SHORT EXERCISE 1: Could you retype the Roman Ogee thread in full, word for word?

SUPPLIED TEXT:
— START —
# Roman Ogee selection



## Mahoganychip (Oct 27, 2016)

Greetings,


I want to order a 1/4" shank (or 1/2" if its better) Roman Ogee bit for some 3/4" maple to be used for trim work. My guess is that this question is a no brainer so yes, I'm a novice in woodworking who has not acquired a collection of router bits yet. But there are so many specific types out there for a roman ogee I didn't know where to start and the last thing I want to do is take my best guess only to find I need to send it back. About all I know is that I want to replicate something that has a roman ogee feature with 1/4" convex and concave rounds positioned evenly with the 3/4" stock. 


Thanks,


MahoganyChip


----------



## Mahoganychip (Oct 27, 2016)

Or perhaps there is a reference chart I missed somewhere that lays out all the nomenclature and dimensions I seek to order what I'm looking for?...
— END —
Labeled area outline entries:
— START —
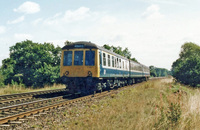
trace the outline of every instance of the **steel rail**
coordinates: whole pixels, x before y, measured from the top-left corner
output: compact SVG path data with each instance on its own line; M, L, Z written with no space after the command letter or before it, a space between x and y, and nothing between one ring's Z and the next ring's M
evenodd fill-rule
M52 105L36 108L36 109L33 109L33 110L29 110L29 111L26 111L26 112L22 112L22 113L19 113L19 114L8 116L8 117L5 117L5 118L0 118L0 125L5 124L5 123L9 123L11 121L15 121L17 119L21 119L21 118L24 118L24 117L27 117L27 116L30 116L30 115L39 114L40 112L45 112L45 110L50 110L50 109L53 109L53 108L62 107L62 106L72 104L72 103L75 103L75 102L91 99L93 97L94 98L100 98L100 97L106 96L108 94L110 94L110 92L105 91L105 92L102 92L102 93L97 93L96 95L88 95L88 96L85 96L85 97L80 97L80 98L76 98L76 99L72 99L72 100L64 100L64 101L61 101L61 102L58 102L58 103L55 103L55 104L52 104Z

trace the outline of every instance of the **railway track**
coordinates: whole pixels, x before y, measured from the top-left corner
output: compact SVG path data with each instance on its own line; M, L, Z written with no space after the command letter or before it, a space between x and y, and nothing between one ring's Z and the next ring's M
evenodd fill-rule
M55 90L47 90L47 91L1 95L0 96L0 108L19 104L19 103L36 101L36 100L40 100L43 98L56 97L56 96L63 95L63 93L66 93L66 89L55 89Z
M141 83L138 83L132 85L131 87L137 87L140 85ZM28 118L34 118L47 114L51 109L60 109L64 108L66 105L70 105L76 102L105 97L129 87L130 86L125 86L118 89L96 93L95 95L88 95L79 98L74 98L70 94L66 94L54 98L2 107L0 108L0 128L9 126L11 124L20 124Z

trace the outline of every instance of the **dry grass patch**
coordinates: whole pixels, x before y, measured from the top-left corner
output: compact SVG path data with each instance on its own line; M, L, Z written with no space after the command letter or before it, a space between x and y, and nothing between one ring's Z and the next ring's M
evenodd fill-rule
M37 88L37 89L25 88L22 85L7 85L3 88L0 88L0 95L53 90L53 89L61 89L61 88L65 88L65 85L54 84L53 86L45 86L44 88Z
M199 129L199 90L169 81L148 81L101 100L73 104L21 128Z

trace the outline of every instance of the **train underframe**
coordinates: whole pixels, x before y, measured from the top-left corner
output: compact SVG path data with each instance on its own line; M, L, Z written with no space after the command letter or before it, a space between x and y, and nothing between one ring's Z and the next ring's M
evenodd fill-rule
M110 90L117 87L132 85L146 81L147 77L117 77L117 78L94 78L94 77L62 77L66 88L71 94L92 94L94 92Z

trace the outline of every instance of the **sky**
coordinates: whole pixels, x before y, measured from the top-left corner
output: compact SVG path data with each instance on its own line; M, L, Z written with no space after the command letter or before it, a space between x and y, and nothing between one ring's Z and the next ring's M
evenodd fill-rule
M127 47L140 63L170 70L185 42L200 45L199 6L199 0L1 0L0 61L26 39L60 47L91 41Z

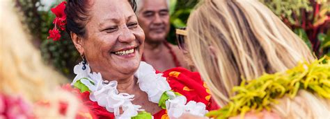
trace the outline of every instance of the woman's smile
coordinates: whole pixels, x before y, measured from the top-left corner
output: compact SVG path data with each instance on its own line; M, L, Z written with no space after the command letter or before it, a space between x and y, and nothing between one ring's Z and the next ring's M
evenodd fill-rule
M115 52L111 52L111 55L114 55L123 58L129 58L135 57L137 52L139 52L139 46L132 46L124 48Z

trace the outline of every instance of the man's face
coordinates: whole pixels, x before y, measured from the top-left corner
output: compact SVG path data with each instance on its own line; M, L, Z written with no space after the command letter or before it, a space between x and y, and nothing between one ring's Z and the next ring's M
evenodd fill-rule
M138 19L146 34L146 42L165 40L170 29L166 0L143 0L143 2Z

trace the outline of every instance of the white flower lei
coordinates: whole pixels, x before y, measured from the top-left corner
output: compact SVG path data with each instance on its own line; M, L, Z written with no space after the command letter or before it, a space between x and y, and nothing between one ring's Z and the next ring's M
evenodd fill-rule
M77 75L71 85L79 80L89 89L91 100L97 102L100 106L113 113L117 119L131 118L137 116L138 111L144 111L140 109L140 105L131 102L134 100L134 95L118 92L117 81L104 81L101 73L91 73L88 64L86 64L86 68L82 70L83 66L82 62L80 62L74 66L74 72ZM166 107L170 118L179 118L184 113L204 116L207 112L204 103L189 101L186 104L187 98L183 95L176 95L171 91L166 78L162 73L156 74L152 66L141 62L139 69L134 74L138 79L139 86L147 93L149 101L158 104L162 95L166 92L169 97L166 101ZM122 114L120 113L120 107L123 111Z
— END —
SHORT EXERCISE 2: Can you echo back the part of the entries running from the line containing "trace the outline of every instance of the **dry" down to the line containing "M37 88L37 89L25", both of those lines included, and nothing more?

COMPLETE OUTPUT 1:
# Roman Ogee selection



## Mahoganychip (Oct 27, 2016)

Greetings,


I want to order a 1/4" shank (or 1/2" if its better) Roman Ogee bit for some 3/4" maple to be used for trim work. My guess is that this question is a no brainer so yes, I'm a novice in woodworking who has not acquired a collection of router bits yet. But there are so many specific types out there for a roman ogee I didn't know where to start and the last thing I want to do is take my best guess only to find I need to send it back. About all I know is that I want to replicate something that has a roman ogee feature with 1/4" convex and concave rounds positioned evenly with the 3/4" stock. 


Thanks,


MahoganyChip


----------



## Mahoganychip (Oct 27, 2016)

Or perhaps there is a reference chart I missed somewhere that lays out all the nomenclature and dimensions I seek to order what I'm looking for?...

COMPLETE OUTPUT 2:
trace the outline of every instance of the **dry grass patch**
coordinates: whole pixels, x before y, measured from the top-left corner
output: compact SVG path data with each instance on its own line; M, L, Z written with no space after the command letter or before it, a space between x and y, and nothing between one ring's Z and the next ring's M
evenodd fill-rule
M37 88L37 89L25 88L22 85L7 85L3 88L0 88L0 95L53 90L53 89L61 89L61 88L65 88L65 85L54 84L53 86L45 86L44 88Z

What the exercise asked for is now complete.